§ Tekstfragment:
En Visscher zoekt andersoortige activiteiten voor de dagbesteding die hij runt met zijn vrouw Lizzy de Koning. Toen de twee in 2018 de ruime manege overnamen, wilden ze een goede plek zijn voor dieren én mensen. Ze braken volgens de nieuwste inzichten in paardenwelzijn de boxen af, lieten de paarden los in een grote uitloopstal, maakten het kantine-assortiment lokaal en gezond en begonnen een zorgboerderij, waar mensen met een beperking, burn-out of ziekte in de stallen aan de slag kunnen.

Die zorgboerderij willen ze uitbreiden met paardloze activiteiten. Visscher: „Paarden zijn leuk hoor, ík vind ze leuk. Maar die beesten zijn niet voor iedereen. Als je wil reïntegreren op de arbeidsmarkt, wil je misschien toch iets vaker met mensen praten.”

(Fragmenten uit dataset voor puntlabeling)
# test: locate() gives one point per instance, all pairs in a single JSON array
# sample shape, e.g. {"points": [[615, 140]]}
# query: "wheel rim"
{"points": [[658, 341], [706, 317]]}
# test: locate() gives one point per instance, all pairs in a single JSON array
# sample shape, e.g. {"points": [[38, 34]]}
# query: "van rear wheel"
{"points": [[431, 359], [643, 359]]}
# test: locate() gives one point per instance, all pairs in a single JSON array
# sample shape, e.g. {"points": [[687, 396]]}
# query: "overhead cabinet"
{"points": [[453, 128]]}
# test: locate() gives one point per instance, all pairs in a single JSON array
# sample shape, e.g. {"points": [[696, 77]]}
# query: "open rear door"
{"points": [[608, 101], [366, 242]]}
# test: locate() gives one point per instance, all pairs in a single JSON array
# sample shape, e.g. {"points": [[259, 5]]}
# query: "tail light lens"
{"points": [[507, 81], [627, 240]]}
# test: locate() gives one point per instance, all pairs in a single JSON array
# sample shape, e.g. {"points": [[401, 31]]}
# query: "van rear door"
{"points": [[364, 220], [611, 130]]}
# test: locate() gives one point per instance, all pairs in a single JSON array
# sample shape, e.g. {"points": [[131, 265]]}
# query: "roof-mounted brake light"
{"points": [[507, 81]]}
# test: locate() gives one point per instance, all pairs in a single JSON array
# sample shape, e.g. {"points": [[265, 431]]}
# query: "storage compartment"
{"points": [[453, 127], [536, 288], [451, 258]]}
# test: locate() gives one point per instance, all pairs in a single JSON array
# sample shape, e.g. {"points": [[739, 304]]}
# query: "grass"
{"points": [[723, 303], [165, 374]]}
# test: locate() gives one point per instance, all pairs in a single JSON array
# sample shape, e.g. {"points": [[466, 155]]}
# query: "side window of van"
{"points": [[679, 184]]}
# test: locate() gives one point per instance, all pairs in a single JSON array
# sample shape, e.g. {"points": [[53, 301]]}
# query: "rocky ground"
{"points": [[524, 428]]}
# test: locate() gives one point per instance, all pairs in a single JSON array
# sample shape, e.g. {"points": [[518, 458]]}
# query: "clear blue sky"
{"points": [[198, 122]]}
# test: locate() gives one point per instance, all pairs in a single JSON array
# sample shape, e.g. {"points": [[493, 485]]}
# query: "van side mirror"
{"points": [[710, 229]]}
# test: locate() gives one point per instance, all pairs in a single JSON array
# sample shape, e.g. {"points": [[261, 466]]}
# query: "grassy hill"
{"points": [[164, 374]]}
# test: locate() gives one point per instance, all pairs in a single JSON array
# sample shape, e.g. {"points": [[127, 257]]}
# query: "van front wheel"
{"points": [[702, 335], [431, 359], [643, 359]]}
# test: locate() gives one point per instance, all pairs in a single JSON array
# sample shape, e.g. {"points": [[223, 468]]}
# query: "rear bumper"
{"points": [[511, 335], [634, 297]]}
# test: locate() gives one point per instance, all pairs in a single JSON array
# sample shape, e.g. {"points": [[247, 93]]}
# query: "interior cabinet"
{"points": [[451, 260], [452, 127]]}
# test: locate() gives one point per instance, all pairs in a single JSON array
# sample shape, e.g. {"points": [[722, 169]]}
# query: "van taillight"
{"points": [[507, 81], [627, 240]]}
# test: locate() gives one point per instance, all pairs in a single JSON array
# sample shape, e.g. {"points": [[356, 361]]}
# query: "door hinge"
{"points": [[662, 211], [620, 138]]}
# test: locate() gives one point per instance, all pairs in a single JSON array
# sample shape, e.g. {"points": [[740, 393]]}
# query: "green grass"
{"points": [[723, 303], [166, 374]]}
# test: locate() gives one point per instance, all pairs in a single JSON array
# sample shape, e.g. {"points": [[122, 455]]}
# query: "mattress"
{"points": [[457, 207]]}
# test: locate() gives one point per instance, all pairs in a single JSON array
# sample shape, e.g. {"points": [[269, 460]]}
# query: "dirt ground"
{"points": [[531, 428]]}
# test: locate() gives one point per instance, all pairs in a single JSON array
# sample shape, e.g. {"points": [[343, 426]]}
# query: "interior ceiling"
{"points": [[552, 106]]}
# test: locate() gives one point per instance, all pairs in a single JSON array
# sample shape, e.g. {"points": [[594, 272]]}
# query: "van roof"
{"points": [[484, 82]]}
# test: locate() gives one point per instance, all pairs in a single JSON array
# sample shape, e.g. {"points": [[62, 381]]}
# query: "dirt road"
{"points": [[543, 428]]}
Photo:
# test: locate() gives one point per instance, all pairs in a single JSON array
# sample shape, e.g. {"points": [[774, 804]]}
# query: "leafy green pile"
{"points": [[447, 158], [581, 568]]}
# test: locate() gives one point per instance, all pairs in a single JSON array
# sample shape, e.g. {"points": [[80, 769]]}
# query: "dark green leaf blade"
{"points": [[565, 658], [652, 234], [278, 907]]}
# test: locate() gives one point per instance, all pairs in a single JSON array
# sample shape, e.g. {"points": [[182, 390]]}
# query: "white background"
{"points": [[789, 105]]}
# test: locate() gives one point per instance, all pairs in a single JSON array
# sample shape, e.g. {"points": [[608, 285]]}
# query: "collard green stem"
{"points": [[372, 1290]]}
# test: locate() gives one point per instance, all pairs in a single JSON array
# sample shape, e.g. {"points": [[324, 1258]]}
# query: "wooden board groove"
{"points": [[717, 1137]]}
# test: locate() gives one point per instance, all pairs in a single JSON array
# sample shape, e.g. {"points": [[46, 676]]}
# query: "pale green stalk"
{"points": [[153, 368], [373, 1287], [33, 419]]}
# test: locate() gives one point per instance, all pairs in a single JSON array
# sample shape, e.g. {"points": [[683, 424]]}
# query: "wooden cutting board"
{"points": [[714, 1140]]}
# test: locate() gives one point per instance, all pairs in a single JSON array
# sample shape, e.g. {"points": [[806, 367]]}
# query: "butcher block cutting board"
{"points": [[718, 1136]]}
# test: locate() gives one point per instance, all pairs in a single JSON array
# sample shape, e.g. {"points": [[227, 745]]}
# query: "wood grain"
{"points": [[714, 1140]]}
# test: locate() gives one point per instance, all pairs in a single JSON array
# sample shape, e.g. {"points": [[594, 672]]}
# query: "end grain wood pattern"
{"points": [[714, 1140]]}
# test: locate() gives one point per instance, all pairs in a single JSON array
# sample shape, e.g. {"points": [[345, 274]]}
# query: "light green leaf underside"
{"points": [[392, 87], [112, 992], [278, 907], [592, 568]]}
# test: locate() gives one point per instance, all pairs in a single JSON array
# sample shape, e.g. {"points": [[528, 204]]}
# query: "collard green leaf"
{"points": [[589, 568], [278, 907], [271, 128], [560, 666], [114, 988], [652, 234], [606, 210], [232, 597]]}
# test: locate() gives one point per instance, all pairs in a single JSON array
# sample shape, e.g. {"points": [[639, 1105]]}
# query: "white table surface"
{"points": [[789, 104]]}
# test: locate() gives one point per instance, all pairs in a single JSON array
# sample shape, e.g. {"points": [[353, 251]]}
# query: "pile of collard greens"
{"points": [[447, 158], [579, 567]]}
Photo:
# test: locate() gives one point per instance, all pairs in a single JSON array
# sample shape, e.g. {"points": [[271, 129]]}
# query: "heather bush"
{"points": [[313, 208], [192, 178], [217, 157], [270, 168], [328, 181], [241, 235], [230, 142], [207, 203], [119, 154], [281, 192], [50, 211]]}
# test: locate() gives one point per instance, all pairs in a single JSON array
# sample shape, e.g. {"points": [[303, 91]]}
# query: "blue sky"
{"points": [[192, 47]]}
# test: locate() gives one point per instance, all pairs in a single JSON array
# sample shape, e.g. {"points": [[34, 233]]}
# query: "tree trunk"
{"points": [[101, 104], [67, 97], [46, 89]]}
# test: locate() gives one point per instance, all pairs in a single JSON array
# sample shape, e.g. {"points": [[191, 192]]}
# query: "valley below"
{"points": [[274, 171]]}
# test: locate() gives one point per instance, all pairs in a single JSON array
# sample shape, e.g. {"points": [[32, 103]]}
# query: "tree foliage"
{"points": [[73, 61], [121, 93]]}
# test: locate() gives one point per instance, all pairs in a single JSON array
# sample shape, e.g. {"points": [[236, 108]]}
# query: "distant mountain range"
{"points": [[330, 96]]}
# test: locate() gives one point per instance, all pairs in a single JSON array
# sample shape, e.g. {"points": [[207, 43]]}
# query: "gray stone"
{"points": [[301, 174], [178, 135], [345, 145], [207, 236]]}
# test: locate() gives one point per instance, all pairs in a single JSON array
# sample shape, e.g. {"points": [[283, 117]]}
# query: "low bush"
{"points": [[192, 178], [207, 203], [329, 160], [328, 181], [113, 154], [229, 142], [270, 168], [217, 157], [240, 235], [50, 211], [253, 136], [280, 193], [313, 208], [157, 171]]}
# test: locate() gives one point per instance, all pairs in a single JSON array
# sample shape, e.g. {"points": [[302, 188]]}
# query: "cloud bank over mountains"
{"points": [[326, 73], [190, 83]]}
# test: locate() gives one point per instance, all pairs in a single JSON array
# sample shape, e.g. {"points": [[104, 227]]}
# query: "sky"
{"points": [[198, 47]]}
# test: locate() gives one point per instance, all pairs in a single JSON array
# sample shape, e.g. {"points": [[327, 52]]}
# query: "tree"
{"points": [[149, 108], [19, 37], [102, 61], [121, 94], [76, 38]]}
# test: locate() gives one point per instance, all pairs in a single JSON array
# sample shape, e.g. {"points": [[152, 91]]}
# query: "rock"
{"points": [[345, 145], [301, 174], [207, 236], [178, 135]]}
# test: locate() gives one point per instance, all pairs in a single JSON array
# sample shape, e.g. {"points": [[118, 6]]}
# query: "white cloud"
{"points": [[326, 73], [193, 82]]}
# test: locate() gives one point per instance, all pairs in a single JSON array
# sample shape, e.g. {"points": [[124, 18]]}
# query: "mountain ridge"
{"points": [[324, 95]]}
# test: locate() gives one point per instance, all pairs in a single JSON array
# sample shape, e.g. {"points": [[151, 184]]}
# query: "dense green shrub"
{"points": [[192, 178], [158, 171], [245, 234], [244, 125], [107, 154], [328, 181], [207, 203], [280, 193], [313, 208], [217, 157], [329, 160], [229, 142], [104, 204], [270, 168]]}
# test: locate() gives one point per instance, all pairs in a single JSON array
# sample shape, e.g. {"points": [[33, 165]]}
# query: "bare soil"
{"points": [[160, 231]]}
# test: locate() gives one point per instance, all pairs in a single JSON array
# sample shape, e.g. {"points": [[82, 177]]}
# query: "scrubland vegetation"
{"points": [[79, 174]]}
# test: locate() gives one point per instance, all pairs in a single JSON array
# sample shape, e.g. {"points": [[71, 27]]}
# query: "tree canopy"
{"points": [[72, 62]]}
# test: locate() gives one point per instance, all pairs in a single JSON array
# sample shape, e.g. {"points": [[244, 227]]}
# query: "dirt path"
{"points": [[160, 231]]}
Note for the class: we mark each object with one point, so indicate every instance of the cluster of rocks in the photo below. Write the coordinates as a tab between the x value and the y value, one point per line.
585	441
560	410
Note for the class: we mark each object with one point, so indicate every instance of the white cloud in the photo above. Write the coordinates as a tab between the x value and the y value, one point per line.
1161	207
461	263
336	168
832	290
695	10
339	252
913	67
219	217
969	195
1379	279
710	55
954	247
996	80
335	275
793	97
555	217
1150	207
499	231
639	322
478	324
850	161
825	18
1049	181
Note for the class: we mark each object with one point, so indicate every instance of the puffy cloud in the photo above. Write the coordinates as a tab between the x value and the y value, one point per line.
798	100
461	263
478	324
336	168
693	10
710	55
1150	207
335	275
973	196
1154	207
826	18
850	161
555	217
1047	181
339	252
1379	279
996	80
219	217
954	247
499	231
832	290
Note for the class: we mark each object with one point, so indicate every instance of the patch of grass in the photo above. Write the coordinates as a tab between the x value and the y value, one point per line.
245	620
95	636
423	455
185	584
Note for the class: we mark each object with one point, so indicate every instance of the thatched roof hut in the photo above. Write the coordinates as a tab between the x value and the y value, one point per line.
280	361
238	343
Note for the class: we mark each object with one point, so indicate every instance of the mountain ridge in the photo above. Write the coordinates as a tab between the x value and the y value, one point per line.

§ Wat te doen:
Neem alsjeblieft het tekstfragment over de zorgboerderij hierboven volledig en woordelijk over.

§ Oplossing opdracht:
En Visscher zoekt andersoortige activiteiten voor de dagbesteding die hij runt met zijn vrouw Lizzy de Koning. Toen de twee in 2018 de ruime manege overnamen, wilden ze een goede plek zijn voor dieren én mensen. Ze braken volgens de nieuwste inzichten in paardenwelzijn de boxen af, lieten de paarden los in een grote uitloopstal, maakten het kantine-assortiment lokaal en gezond en begonnen een zorgboerderij, waar mensen met een beperking, burn-out of ziekte in de stallen aan de slag kunnen.

Die zorgboerderij willen ze uitbreiden met paardloze activiteiten. Visscher: „Paarden zijn leuk hoor, ík vind ze leuk. Maar die beesten zijn niet voor iedereen. Als je wil reïntegreren op de arbeidsmarkt, wil je misschien toch iets vaker met mensen praten.”